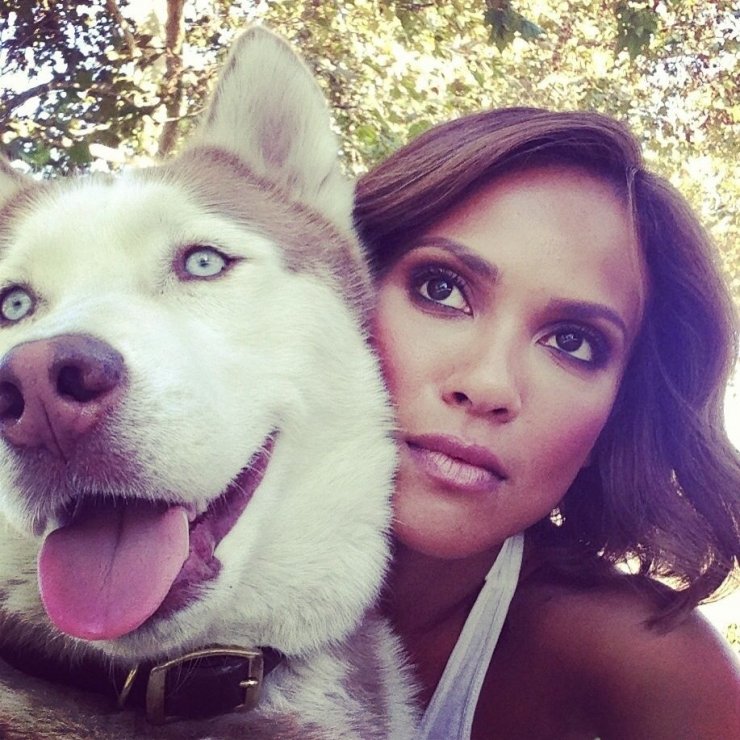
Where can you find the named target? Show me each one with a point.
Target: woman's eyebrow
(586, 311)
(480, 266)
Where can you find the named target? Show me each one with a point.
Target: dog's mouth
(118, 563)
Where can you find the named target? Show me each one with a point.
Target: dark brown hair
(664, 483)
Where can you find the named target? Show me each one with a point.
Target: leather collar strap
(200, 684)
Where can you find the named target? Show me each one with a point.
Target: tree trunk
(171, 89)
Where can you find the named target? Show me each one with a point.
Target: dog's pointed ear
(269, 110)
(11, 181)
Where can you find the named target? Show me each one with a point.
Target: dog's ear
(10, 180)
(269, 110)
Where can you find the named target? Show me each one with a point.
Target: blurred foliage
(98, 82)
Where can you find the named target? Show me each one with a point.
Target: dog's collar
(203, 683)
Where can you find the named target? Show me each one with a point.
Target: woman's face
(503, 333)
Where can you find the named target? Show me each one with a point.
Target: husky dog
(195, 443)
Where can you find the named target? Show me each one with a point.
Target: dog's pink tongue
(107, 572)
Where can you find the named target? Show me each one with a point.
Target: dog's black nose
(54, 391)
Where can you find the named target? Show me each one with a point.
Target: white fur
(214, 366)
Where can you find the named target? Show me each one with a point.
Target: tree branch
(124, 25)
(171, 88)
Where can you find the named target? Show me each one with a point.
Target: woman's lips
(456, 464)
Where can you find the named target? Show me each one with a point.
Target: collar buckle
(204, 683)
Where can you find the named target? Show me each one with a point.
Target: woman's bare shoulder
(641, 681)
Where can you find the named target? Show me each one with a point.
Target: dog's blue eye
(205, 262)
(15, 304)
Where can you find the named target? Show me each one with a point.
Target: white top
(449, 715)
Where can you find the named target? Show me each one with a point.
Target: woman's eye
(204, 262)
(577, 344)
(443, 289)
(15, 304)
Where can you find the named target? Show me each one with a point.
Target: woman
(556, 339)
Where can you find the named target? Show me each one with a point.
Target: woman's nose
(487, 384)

...

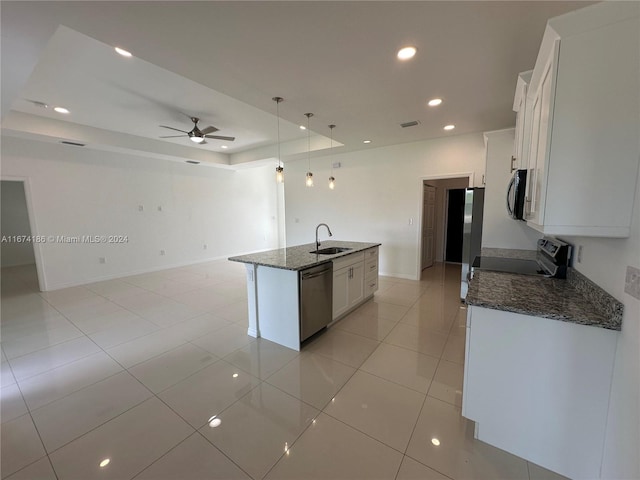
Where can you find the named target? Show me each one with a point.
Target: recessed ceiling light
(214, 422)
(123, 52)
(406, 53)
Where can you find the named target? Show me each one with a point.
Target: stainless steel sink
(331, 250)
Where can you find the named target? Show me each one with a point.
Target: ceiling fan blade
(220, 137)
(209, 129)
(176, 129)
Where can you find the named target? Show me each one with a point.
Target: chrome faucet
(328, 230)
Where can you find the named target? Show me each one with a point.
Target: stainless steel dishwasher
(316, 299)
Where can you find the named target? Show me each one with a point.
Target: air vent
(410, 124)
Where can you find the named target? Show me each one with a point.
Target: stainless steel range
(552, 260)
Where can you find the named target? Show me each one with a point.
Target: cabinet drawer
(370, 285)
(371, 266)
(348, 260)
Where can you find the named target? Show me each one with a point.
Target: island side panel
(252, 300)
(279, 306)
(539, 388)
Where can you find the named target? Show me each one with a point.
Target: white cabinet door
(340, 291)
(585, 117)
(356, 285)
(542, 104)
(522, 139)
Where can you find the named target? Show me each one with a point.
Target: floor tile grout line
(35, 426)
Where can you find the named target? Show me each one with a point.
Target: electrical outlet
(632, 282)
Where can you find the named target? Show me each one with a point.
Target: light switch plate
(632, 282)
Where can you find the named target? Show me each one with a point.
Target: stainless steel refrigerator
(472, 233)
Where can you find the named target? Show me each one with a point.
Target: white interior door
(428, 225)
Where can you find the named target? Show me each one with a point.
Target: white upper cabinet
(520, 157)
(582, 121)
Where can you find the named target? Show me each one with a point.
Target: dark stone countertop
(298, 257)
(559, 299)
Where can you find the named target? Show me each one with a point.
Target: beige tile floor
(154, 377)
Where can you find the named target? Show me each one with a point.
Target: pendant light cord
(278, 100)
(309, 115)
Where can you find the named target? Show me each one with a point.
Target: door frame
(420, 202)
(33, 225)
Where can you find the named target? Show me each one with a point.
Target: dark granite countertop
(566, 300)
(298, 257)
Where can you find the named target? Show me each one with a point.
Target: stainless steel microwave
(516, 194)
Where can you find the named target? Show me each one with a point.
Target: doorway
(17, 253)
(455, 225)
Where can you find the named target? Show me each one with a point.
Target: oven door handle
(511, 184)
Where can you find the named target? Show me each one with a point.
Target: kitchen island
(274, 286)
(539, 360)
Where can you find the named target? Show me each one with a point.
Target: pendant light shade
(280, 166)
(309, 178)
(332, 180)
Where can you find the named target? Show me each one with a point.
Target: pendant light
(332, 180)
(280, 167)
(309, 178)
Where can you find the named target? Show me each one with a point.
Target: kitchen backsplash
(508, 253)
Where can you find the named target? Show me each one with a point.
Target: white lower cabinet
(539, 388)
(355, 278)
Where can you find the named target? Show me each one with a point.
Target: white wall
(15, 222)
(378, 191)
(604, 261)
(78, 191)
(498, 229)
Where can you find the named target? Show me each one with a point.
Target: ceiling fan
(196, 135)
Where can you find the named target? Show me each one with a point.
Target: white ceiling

◆ **PROBLEM STATEMENT**
Beginning with the line holding "Target: oven door handle" and ending with the line holding "Target: white ceiling", write out the stretch of material above exactly; add no further lines.

◆ **SOLUTION**
Target: oven door handle
(511, 184)
Where can you find the named target? Show me each one with a point.
Target: kitchen island
(274, 286)
(539, 360)
Where can you find the named target? Show me each one with a point.
Target: pendant light shade
(280, 166)
(309, 178)
(332, 180)
Where can you find the named target? Show me each one with a point.
Target: pendant light
(332, 180)
(280, 167)
(309, 178)
Where can you find the named target? Show me each one with a point.
Target: kitchen backsplash
(508, 253)
Where can you find the named target? Show me each one with a point.
Target: white lower cabinet
(539, 388)
(355, 278)
Where can you find the named target? Show me each one with a point.
Target: white wall
(15, 222)
(378, 191)
(604, 261)
(78, 191)
(498, 229)
Where can you find the named target? Show me each one with a point.
Target: ceiling fan
(196, 135)
Where can you find the named target? Show me each one with a point.
Target: white ceiling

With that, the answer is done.